DATASET RECORDS:
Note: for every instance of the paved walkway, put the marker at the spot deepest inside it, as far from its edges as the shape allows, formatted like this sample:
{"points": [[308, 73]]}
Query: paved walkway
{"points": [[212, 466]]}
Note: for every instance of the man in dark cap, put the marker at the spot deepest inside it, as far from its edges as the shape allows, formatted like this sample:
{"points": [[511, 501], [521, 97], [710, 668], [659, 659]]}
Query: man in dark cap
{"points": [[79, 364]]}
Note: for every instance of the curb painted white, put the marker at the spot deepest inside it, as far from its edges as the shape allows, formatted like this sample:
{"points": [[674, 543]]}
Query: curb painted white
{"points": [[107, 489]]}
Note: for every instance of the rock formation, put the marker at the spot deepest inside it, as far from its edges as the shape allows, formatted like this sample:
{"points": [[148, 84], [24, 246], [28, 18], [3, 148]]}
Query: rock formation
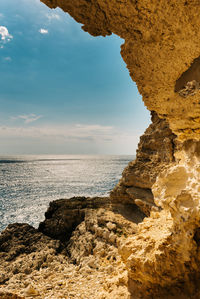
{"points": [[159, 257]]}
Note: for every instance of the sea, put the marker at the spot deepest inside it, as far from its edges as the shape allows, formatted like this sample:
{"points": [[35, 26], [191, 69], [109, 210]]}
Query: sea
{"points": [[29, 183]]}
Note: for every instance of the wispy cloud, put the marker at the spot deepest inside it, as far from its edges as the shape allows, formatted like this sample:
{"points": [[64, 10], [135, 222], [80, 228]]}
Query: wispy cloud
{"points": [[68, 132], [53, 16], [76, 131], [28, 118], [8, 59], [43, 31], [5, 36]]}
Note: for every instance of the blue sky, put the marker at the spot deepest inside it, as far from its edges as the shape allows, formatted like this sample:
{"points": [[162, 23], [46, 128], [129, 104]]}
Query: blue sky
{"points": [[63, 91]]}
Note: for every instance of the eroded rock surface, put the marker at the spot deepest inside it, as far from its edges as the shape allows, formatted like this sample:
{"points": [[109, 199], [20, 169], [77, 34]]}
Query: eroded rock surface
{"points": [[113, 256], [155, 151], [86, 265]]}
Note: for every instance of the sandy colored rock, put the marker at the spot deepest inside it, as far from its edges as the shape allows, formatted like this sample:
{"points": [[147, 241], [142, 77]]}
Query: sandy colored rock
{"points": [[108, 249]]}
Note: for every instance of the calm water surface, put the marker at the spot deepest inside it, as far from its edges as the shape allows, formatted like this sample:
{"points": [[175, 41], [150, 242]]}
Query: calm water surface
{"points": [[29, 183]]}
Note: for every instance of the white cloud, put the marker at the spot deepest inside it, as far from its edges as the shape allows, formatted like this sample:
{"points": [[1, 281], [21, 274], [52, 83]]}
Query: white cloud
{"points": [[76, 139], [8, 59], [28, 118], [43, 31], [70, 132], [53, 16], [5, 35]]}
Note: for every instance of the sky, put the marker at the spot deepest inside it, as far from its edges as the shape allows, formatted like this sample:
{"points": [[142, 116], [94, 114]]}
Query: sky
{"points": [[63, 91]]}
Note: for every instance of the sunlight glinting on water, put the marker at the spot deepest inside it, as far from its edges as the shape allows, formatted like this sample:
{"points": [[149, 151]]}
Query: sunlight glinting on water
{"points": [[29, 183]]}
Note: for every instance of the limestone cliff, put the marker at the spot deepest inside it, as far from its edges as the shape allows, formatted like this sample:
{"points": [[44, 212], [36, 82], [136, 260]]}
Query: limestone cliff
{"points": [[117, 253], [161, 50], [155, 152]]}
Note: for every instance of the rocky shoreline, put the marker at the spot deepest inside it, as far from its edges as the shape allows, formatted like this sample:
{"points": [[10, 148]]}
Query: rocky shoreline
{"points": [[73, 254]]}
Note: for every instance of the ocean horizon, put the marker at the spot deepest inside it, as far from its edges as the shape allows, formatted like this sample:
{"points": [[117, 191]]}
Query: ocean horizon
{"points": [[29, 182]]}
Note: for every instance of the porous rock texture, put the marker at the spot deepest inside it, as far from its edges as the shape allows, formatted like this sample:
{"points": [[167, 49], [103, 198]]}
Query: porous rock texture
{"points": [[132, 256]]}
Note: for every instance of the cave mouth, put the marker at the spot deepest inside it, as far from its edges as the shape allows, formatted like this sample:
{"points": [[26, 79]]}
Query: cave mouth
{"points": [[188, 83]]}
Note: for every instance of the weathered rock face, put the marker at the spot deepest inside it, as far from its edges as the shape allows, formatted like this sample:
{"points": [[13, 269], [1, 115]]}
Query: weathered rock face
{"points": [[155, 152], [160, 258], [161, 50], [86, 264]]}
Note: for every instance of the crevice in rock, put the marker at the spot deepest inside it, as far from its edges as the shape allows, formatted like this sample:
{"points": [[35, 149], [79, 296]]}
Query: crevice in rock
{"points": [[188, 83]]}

TO DO:
Arrange every line of the data above as a numbered list, leaving out blank lines and the pictures.

OUTPUT OF THE TASK:
1. Note: for every instance of the paved walkway, put the marker at the spot deepest inside it, as far from its edges as the shape allows, formatted like this sample:
2. {"points": [[308, 73]]}
3. Query: paved walkway
4. {"points": [[212, 466]]}
5. Note: for every instance of the man in dark cap, put the marker at the spot deepest inside it, as far from its edges as the shape allows, formatted like this sample:
6. {"points": [[511, 501], [521, 97], [710, 668], [659, 659]]}
7. Query: man in dark cap
8. {"points": [[79, 364]]}
9. Note: for every instance of the curb painted white, put the marker at the spot deepest inside it, as far from its edges as the shape allows, formatted like this sample:
10. {"points": [[674, 543]]}
11. Query: curb painted white
12. {"points": [[107, 489]]}
13. Note: for every instance of the rock formation, put the marker at the spot deepest inside it, as far from its edges as the shape allows, formatted like this sample:
14. {"points": [[148, 84], [24, 246], [28, 18], [3, 148]]}
15. Query: rock formation
16. {"points": [[159, 257]]}
17. Note: for every instance of the sea, put the marker at the spot deepest inside it, as far from its edges as the shape allows, formatted like this sample:
18. {"points": [[35, 26], [191, 69], [109, 210]]}
19. Query: sea
20. {"points": [[29, 183]]}
21. Note: for every instance of the wispy cloud, put the marker at the spot deepest inside it, as far from its edges as the shape allows, formatted like this sample:
22. {"points": [[64, 10], [135, 222], [80, 228]]}
23. Query: wispy cloud
24. {"points": [[68, 132], [53, 16], [76, 131], [28, 118], [8, 59], [43, 31], [5, 36]]}
25. Note: for every instance of the blue sky, put the marker at the spot deepest inside it, as far from its edges as the shape allows, formatted like this sample:
26. {"points": [[162, 23], [46, 128], [129, 104]]}
27. Query: blue sky
28. {"points": [[63, 91]]}
29. Note: for every instance of the eroded rock surface, put the marker at the spot deepest inside it, as far from its edges as the shape allows, formatted like this sample:
30. {"points": [[109, 199], [20, 169], [77, 34]]}
31. Query: eroded rock surface
32. {"points": [[113, 256], [155, 151], [86, 265]]}
33. Note: for every instance of the sandy colored rock, put the marker at the spot deepest inside it, as far from its edges as the shape allows, formatted like this sample:
34. {"points": [[147, 241], [142, 77]]}
35. Query: sandy colored rock
36. {"points": [[108, 249]]}
37. Note: for every instance of the calm water surface, put the marker at the spot deepest inside it, as far from its edges as the shape allows, formatted like this sample:
38. {"points": [[175, 41], [150, 242]]}
39. Query: calm water surface
40. {"points": [[29, 183]]}
41. Note: for every instance of the white cloud, put the marker at the spot deepest inside it, as far from its edges as the shape allows, formatted like this sample:
42. {"points": [[1, 281], [21, 274], [52, 83]]}
43. Query: white cloud
44. {"points": [[76, 139], [8, 59], [28, 118], [43, 31], [70, 132], [53, 16], [5, 35]]}
45. Note: for every instance of the sky, put the marker at the spot deepest inside it, as far from its edges as the shape allows, formatted like this sample:
46. {"points": [[142, 116], [94, 114]]}
47. Query: sky
48. {"points": [[63, 91]]}
49. Note: for every instance of the sunlight glinting on water, put the marker at the spot deepest inside it, as far from its edges as the shape allows, formatted like this sample:
50. {"points": [[149, 151]]}
51. Query: sunlight glinting on water
52. {"points": [[29, 183]]}
53. Note: for every instance of the limestone cliff, put the marker at the spot deepest inside it, as far from its edges as the shape allows, formatted like this sample:
54. {"points": [[44, 212], [36, 82], [136, 260]]}
55. Query: limestone cliff
56. {"points": [[117, 253], [161, 50], [155, 152]]}
57. Note: for every instance of the rocky shoreline, put the marker at the spot deepest inside it, as far from its edges as the shape allows, formatted like this sample:
58. {"points": [[10, 148]]}
59. Query: rocky shoreline
60. {"points": [[73, 254]]}
61. Note: for every instance of the ocean horizon, put the marker at the spot deepest inside it, as far from its edges as the shape allows, formatted like this sample:
62. {"points": [[117, 191]]}
63. Query: ocean horizon
64. {"points": [[29, 182]]}
65. Note: for every instance of the porous rock texture, put the marker at the spot deepest inside it, as far from its edges as the shape allows, formatted like this sample:
66. {"points": [[167, 49], [103, 198]]}
67. Query: porous rock texture
68. {"points": [[132, 256]]}
69. Note: for every instance of the cave mouth, put the marker at the spot deepest inside it, as far from its edges as the shape allows, formatted like this sample:
70. {"points": [[26, 79]]}
71. Query: cave mouth
72. {"points": [[188, 83]]}
73. Note: for every instance of the weathered rock face, put the marker at the spot deepest inside it, as far from its edges as the shape allows, formatted like this sample:
74. {"points": [[13, 269], [1, 115]]}
75. Query: weathered rock face
76. {"points": [[155, 152], [160, 258], [161, 50], [86, 264]]}
77. Note: for every instance of the crevice in rock, put the marker at the spot deepest inside it, as far from its edges as the shape allows, formatted like this sample:
78. {"points": [[35, 149], [79, 296]]}
79. Query: crevice in rock
80. {"points": [[188, 83]]}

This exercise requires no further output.